## WORK INSTRUCTIONS
The result should be a faithful copy of every entry below, with the pictures left out.

## EXTRACTED ENTRIES

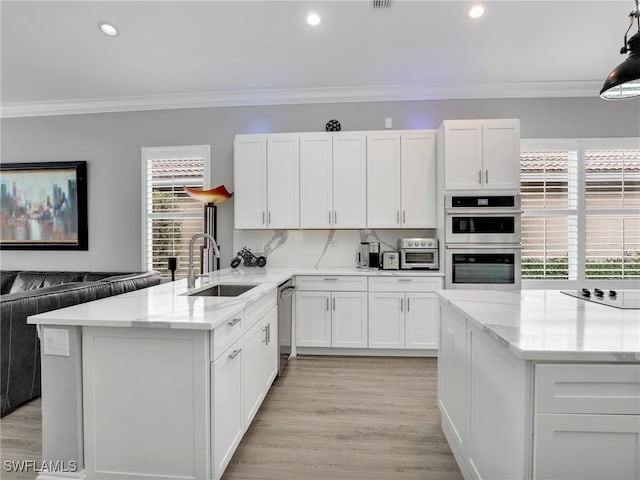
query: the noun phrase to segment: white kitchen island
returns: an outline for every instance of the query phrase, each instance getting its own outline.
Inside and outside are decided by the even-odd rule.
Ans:
[[[301,299],[314,289],[322,295],[324,323],[312,332],[329,332],[331,340],[360,335],[364,346],[381,337],[371,336],[379,319],[367,322],[366,301],[358,303],[358,315],[350,308],[343,315],[347,295],[338,292],[341,285],[359,285],[358,299],[370,290],[373,298],[385,295],[397,304],[383,325],[396,341],[394,351],[326,352],[433,355],[433,290],[442,287],[442,275],[341,267],[225,269],[191,291],[180,280],[29,317],[42,345],[43,460],[78,465],[77,472],[42,473],[39,480],[220,478],[276,376],[279,284],[296,277]],[[186,295],[216,283],[256,286],[237,297]],[[336,299],[331,309],[329,295]],[[348,298],[355,296],[349,292]],[[402,311],[405,299],[419,318]],[[298,303],[301,317],[313,317],[315,304],[303,310],[306,304]],[[354,328],[332,334],[331,321],[338,317]]]
[[[467,479],[640,478],[640,311],[437,292],[442,428]]]
[[[29,318],[42,344],[40,480],[218,479],[278,371],[286,272],[165,283]],[[188,296],[224,282],[237,297]]]

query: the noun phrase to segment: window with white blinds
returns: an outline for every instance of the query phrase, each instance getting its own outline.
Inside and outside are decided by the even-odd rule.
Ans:
[[[575,279],[577,152],[521,155],[522,278]]]
[[[523,140],[520,165],[523,280],[640,278],[640,140]]]
[[[184,187],[208,188],[209,158],[208,146],[142,149],[143,261],[148,270],[170,276],[168,258],[176,257],[176,277],[186,277],[189,240],[203,231],[204,207]],[[196,270],[199,261],[196,251]]]
[[[587,279],[640,277],[640,150],[584,151]]]

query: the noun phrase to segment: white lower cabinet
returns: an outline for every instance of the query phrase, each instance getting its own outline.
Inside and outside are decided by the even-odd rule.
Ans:
[[[278,374],[278,310],[273,307],[244,336],[242,361],[245,430]]]
[[[271,384],[278,375],[278,309],[274,307],[260,322],[264,327],[266,338],[262,346],[262,392],[267,395]],[[249,425],[247,424],[247,427]]]
[[[438,348],[438,299],[434,293],[407,293],[404,348]]]
[[[640,480],[640,365],[524,360],[440,302],[442,430],[469,479]]]
[[[438,301],[433,293],[369,294],[370,348],[438,348]]]
[[[369,294],[369,347],[404,347],[404,293]]]
[[[536,415],[534,478],[640,478],[639,415]]]
[[[366,292],[296,292],[296,345],[367,347]]]
[[[331,346],[330,292],[305,292],[296,296],[296,345],[299,347]]]
[[[331,346],[367,347],[367,294],[331,293]]]
[[[214,470],[220,478],[242,439],[242,340],[238,340],[213,362],[211,385]]]

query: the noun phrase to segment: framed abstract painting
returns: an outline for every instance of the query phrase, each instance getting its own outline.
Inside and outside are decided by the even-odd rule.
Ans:
[[[0,164],[0,249],[88,248],[87,162]]]

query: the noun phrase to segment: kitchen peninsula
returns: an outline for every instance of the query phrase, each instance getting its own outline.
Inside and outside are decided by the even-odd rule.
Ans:
[[[333,337],[363,335],[365,347],[372,339],[383,345],[369,354],[435,354],[439,272],[226,269],[192,290],[180,280],[34,315],[29,323],[43,345],[43,459],[76,462],[79,472],[59,477],[67,479],[220,478],[276,376],[276,292],[292,277],[305,298],[322,299],[324,323],[306,331],[308,341],[318,334],[327,347],[344,346]],[[215,284],[253,288],[236,297],[189,295]],[[398,305],[411,298],[412,312],[427,313],[367,322],[368,296]],[[354,305],[362,306],[358,316]],[[343,311],[355,322],[338,337],[332,321]],[[432,343],[405,351],[405,326],[410,338]]]
[[[640,478],[637,309],[558,291],[437,295],[438,404],[465,478]]]

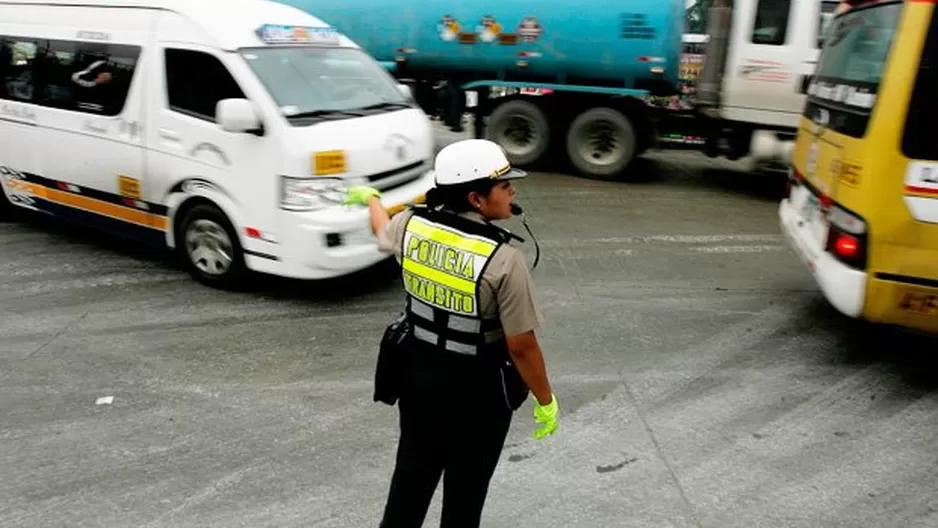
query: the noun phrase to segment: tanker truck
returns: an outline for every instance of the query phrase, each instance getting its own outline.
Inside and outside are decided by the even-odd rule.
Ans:
[[[787,167],[836,0],[278,0],[335,26],[427,114],[499,143],[516,166],[564,154],[621,174],[662,137],[710,157]],[[699,5],[697,5],[699,4]],[[704,68],[679,82],[685,20],[704,13]],[[700,22],[700,21],[697,21]],[[648,104],[696,91],[691,111]],[[686,103],[682,106],[686,106]],[[663,143],[663,142],[662,142]]]
[[[678,93],[685,0],[278,1],[354,40],[451,129],[471,112],[519,167],[564,153],[620,174],[655,141],[644,98]]]

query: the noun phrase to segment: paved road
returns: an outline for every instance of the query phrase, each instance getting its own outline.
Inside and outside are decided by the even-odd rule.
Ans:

## ANSWER SPACE
query: the noun phrase to segment: white kitchen island
returns: an outline for every instance of the query phrase, each instance getting its own outline.
Inside and outside are decided by the even-odd rule.
Ans:
[[[301,299],[314,289],[322,295],[324,323],[312,332],[329,332],[331,340],[360,335],[364,346],[381,337],[371,336],[379,319],[367,322],[366,301],[358,303],[358,315],[350,308],[343,315],[347,295],[338,292],[341,285],[359,285],[358,299],[370,290],[373,298],[385,295],[397,304],[383,325],[396,341],[394,351],[326,352],[433,355],[433,290],[442,287],[442,275],[341,267],[225,269],[191,291],[180,280],[29,317],[42,345],[43,460],[78,465],[77,472],[42,473],[39,480],[220,478],[276,376],[279,284],[296,277]],[[186,295],[216,283],[256,286],[237,297]],[[336,299],[331,309],[329,295]],[[348,298],[355,296],[349,292]],[[402,311],[405,299],[419,318]],[[298,303],[301,317],[313,317],[315,304],[303,310],[306,304]],[[354,328],[332,334],[331,321],[338,317]]]
[[[467,479],[640,478],[640,311],[437,292],[442,428]]]
[[[29,318],[42,344],[40,480],[218,479],[278,371],[286,272],[165,283]],[[188,296],[224,282],[237,297]]]

query: the noun phrase to segment: window with white blinds
returns: an outline for every instance of the query phrase, each instance getting its own outline.
Inside and outside are decided by the even-odd rule.
Ans:
[[[575,279],[577,152],[521,155],[522,278]]]
[[[523,140],[520,165],[523,280],[640,278],[640,140]]]
[[[184,187],[208,188],[209,158],[208,146],[142,149],[143,261],[148,270],[170,276],[168,258],[176,257],[176,277],[186,277],[189,240],[203,231],[204,207]],[[196,270],[199,261],[196,251]]]
[[[587,279],[640,277],[640,150],[584,151]]]

query: the noun phrase to segment: white lower cabinet
returns: an outline for every instance of the query phrase, each instance getting its own outline.
Inside and outside are decided by the even-odd rule.
Ans:
[[[278,374],[278,310],[273,307],[244,336],[242,361],[245,430]]]
[[[271,384],[278,375],[278,309],[274,307],[260,322],[264,327],[266,338],[262,346],[262,392],[267,395]],[[249,425],[247,424],[247,427]]]
[[[438,348],[438,299],[434,293],[407,293],[404,348]]]
[[[640,480],[640,365],[524,360],[440,302],[442,430],[469,479]]]
[[[438,301],[433,293],[369,294],[370,348],[438,348]]]
[[[369,294],[369,347],[404,347],[404,293]]]
[[[536,415],[534,478],[640,478],[639,415]]]
[[[366,292],[296,292],[296,345],[367,347]]]
[[[331,346],[330,292],[305,292],[296,296],[296,345],[299,347]]]
[[[331,346],[367,347],[367,294],[331,293]]]
[[[214,470],[220,478],[242,439],[242,340],[238,340],[213,362],[211,385]]]

query: the noun phrase to segment: framed abstract painting
returns: an outline for every instance of the query phrase, each instance getting its own outline.
Inside and outside are decided by the even-odd rule.
Ans:
[[[0,164],[0,249],[88,248],[87,162]]]

query: the noun phrase to segment: kitchen peninsula
returns: an outline for every instance of the query phrase, each instance getting its own outline.
Inside and outside are decided by the even-odd rule.
Ans:
[[[333,337],[363,335],[365,347],[372,339],[383,345],[369,354],[435,354],[439,272],[226,269],[192,290],[180,280],[34,315],[29,323],[43,345],[43,459],[76,462],[79,472],[59,477],[67,479],[220,478],[276,376],[276,292],[292,277],[305,298],[322,299],[324,323],[306,331],[308,341],[318,334],[327,347],[344,346]],[[215,284],[253,288],[236,297],[189,295]],[[398,305],[411,298],[412,312],[427,313],[367,322],[368,296]],[[354,305],[362,306],[358,316]],[[343,311],[355,322],[338,337],[332,321]],[[432,343],[405,351],[405,326],[410,338]]]
[[[640,478],[637,309],[558,291],[437,295],[438,404],[465,478]]]

query: the noun phrase to segment: tanker truck
returns: an outline for every instance of the query phrase, each instance getting its own outline.
Inside and outside are decided by the even-odd rule.
Ans:
[[[787,167],[836,0],[278,0],[335,26],[427,114],[499,143],[516,166],[564,154],[621,174],[662,137],[710,157]],[[699,5],[697,5],[699,4]],[[704,68],[679,82],[685,20],[704,13]],[[700,22],[700,21],[697,21]],[[648,104],[696,91],[691,111]],[[686,103],[682,106],[686,106]],[[663,143],[663,142],[662,142]]]
[[[678,93],[685,0],[278,1],[354,40],[451,129],[471,112],[519,167],[564,153],[620,174],[655,141],[644,98]]]

query: the noun phrase to segment: paved road
returns: an outline for every instance of the query phrase, each instance getting its own outline.
Inside and outside are decided by the even-odd rule.
Ans:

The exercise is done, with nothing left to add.